EXERCISE OBJECTIVE >> The data below calls for an exact copy.
(Beginning of GIVEN ENTRIES)
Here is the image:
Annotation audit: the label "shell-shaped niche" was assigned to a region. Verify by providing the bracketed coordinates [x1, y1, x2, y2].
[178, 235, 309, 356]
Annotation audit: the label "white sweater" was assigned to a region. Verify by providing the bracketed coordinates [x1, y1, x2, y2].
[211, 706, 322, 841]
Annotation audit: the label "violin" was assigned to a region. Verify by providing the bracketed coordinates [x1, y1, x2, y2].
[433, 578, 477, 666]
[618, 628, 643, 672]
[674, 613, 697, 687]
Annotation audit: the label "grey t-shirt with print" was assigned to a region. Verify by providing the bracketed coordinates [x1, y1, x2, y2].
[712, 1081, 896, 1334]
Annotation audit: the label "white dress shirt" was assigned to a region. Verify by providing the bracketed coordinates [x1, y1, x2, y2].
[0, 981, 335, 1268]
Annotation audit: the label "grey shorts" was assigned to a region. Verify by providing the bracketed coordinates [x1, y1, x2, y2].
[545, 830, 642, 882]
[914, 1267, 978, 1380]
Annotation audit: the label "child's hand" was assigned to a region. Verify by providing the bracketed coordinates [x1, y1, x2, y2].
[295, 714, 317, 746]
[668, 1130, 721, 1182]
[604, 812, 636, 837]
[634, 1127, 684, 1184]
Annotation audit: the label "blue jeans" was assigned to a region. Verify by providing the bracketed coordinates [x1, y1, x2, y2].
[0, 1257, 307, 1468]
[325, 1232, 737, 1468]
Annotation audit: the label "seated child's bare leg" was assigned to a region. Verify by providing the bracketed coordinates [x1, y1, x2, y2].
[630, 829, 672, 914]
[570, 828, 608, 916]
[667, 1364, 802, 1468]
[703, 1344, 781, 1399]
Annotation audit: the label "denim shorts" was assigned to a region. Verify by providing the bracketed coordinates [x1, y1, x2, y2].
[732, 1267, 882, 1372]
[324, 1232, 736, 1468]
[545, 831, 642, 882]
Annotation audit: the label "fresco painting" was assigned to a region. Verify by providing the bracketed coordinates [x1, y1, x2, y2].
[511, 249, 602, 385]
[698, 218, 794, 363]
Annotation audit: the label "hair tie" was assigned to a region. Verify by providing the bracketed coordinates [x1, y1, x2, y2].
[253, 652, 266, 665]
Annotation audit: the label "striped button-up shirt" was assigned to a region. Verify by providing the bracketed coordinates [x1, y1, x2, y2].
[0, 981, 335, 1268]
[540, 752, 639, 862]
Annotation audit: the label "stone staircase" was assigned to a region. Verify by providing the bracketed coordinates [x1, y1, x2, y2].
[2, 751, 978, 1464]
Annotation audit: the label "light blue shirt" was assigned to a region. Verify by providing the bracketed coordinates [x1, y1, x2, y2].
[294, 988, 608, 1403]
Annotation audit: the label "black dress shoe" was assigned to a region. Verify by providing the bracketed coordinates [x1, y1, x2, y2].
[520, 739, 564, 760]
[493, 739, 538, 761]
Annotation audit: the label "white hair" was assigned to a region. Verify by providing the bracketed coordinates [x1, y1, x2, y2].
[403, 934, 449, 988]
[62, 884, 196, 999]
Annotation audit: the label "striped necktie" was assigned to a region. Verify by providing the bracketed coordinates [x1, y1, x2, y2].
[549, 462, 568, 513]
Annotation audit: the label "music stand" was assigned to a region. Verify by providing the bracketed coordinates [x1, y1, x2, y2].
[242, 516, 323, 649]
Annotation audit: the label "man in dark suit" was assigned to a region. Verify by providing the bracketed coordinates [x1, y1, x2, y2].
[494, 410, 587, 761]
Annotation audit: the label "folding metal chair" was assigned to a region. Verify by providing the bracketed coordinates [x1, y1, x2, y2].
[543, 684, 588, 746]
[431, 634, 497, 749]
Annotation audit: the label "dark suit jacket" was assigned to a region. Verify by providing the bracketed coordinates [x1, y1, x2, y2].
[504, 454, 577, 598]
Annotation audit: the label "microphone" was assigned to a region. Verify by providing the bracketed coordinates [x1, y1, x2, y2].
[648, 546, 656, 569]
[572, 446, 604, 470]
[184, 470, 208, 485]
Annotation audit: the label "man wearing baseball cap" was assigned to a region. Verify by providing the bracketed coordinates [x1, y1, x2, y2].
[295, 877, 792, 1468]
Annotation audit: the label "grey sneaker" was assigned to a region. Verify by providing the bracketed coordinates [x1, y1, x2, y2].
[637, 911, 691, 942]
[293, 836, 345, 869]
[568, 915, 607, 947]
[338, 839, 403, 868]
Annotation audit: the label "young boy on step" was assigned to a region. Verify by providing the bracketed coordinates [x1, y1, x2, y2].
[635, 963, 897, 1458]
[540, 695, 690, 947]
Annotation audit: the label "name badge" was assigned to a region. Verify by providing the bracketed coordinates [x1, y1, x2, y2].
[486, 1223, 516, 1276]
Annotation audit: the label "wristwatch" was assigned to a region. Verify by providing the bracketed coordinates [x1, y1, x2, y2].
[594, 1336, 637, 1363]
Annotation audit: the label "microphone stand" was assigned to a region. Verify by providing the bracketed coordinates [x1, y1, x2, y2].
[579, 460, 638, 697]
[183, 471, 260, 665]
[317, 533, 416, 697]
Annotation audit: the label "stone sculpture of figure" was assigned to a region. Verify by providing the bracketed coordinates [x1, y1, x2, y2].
(End of GIVEN ENTRIES)
RESPONSE TO THE EXERCISE >>
Here is the image:
Annotation audit: the label "shell-shaped niche" was assigned to a region. Verify by providing the bracketed coordinates [x1, y1, x2, y2].
[178, 235, 309, 356]
Annotation audit: the label "white sweater" was assigned to a region. Verify by providing the bracketed coordinates [x1, y1, x2, y2].
[211, 706, 322, 841]
Annotation audit: the label "violin" was assigned to a region. Verify by providing the bracketed coordinates [x1, y1, x2, y2].
[433, 578, 477, 666]
[618, 628, 643, 672]
[674, 613, 697, 687]
Annotation audit: the label "grey t-shirt with print" was assigned to a region. Verify by providing the bracketed coordinates [x1, y1, x2, y2].
[712, 1081, 896, 1334]
Annotation audit: the label "white dress shirt" was assigned to a region. Verify by providing the bracketed coordinates [x1, y1, x2, y2].
[0, 981, 335, 1268]
Annotation audit: the label "grey shorts" was assigned to a region. Verify by providing the bracketed coordinates [x1, y1, x2, y2].
[545, 830, 642, 882]
[914, 1267, 978, 1380]
Annotation audit: the label "child's hand" was assigned to a region. Verify by providing the bracketed coordinates [x1, y1, x2, y2].
[295, 714, 317, 746]
[668, 1130, 721, 1182]
[604, 812, 636, 837]
[634, 1127, 684, 1184]
Annotation audit: the label "blue jeans" was assigned to a region. Verify by providing the bracketed coordinates [x1, y1, x2, y2].
[0, 1257, 307, 1468]
[325, 1232, 737, 1468]
Annotation audit: the label "seated child's bare leg" was assigned to a region. Verify by providing the bracketed coordinates [x1, y1, x2, y2].
[630, 829, 672, 914]
[570, 828, 608, 916]
[667, 1364, 802, 1468]
[703, 1344, 781, 1399]
Annotation audit: the label "denim shorts" was assigned to a region. Verify by providing the bracketed coordinates [x1, y1, x2, y2].
[732, 1267, 882, 1372]
[324, 1232, 736, 1468]
[545, 831, 642, 882]
Annotation audit: the label "fresco painting" was assigned to a region. Verify by providing the bracketed coordinates [x1, y1, x2, y2].
[511, 249, 602, 385]
[698, 218, 794, 363]
Annotation audit: the label "hair tie" was assigned to a region. Verify by providing the bracketed coordinates [x1, y1, x2, y2].
[253, 652, 266, 665]
Annotation audit: the label "striped button-up shirt" was assigned to a region. Verify by providing the bracketed coordinates [x1, y1, x2, y2].
[0, 981, 335, 1268]
[540, 752, 639, 862]
Annotation audit: the label "stone staircase" was assigned to a region. Verify by providing the bracketed coordinates [x1, y1, x2, y2].
[2, 751, 978, 1464]
Annotation audit: the label "light blue shirt" was assigned to a region. Verify by providing the bracketed coordinates [x1, y1, x2, y2].
[294, 988, 608, 1403]
Annotation audit: the label "black dress shoe" was assigned to a region. Verify by providing the bracketed coordinates [x1, y1, x2, y2].
[520, 739, 564, 760]
[493, 739, 538, 761]
Annotation audit: the label "white hair" was assigned to a region. Verify by providing the bracketed coordinates [x1, y1, x2, y2].
[403, 934, 449, 988]
[62, 884, 196, 999]
Annotation audit: the label "striped necktie" was assigned to a region. Verify by providing the bracketed coordinates [x1, y1, x2, y2].
[549, 462, 568, 513]
Annotation audit: the label "music stand" was assigned to a region. Verify by providing the bracketed coordinates [x1, y1, x2, y2].
[242, 516, 323, 649]
Annotation audit: the label "man in dark suit" was assigned to a region. Verify by providing the bracketed coordinates [x1, y1, x2, y2].
[494, 410, 587, 761]
Annotation audit: the label "folding metal chair" was assigned to a region. Verify by providing the bracketed coordinates [x1, y1, x2, y2].
[543, 684, 588, 746]
[431, 634, 497, 749]
Annotation audit: the label "dark suit jacket" was assigned to a region. Verify by providing the bracketed coordinates [x1, y1, x2, y2].
[504, 454, 577, 598]
Annotation audit: the label "microphone" was assigned to a region. Verify by providing the bracketed coordinates [x1, y1, x2, y2].
[648, 546, 656, 569]
[572, 446, 604, 470]
[184, 470, 208, 485]
Annotation audit: the label "man wearing baseball cap" was assigned to a region. Verify by providing the bracketed coordinates [x1, y1, x2, y2].
[295, 877, 792, 1468]
Annotation audit: the label "grey sneaker" was assigned to a region. Verify by providing the bracketed coordinates [x1, y1, x2, y2].
[637, 911, 691, 942]
[293, 836, 345, 869]
[568, 915, 607, 947]
[338, 839, 403, 868]
Annotation audit: the label "young boy on step" was assigned to a region. Verify by providing the bracketed coordinates [x1, y1, x2, y2].
[635, 963, 897, 1458]
[540, 695, 690, 947]
Annotation audit: the label "name badge" was assigned to a region. Verify by providing the bracketed coordinates [x1, y1, x2, y2].
[486, 1223, 516, 1276]
Annotation audit: the label "wristwatch" was assigned to a region. Verify by providing the bracketed coordinates [x1, y1, x2, y2].
[594, 1336, 637, 1363]
Annotation audit: the label "microphone stand" was assigned to a region. Verify by providing the bracketed coordinates [x1, y1, x2, y2].
[579, 460, 638, 697]
[183, 471, 260, 665]
[317, 533, 416, 697]
Annotation audit: the label "stone sculpture of figure" was assigned to a region. Verify by providing the bracketed coordinates [x1, y1, x2, y2].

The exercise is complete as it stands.